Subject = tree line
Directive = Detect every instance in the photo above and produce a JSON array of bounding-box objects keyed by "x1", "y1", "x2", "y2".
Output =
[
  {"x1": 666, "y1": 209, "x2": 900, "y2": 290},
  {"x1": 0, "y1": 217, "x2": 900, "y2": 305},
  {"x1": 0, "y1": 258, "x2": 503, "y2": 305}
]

━━━━━━━━━━━━━━━━━━━━

**AIM**
State how many lines of the records above contain the word "array", with case counting. Give only the number.

**EXERCISE ANSWER**
1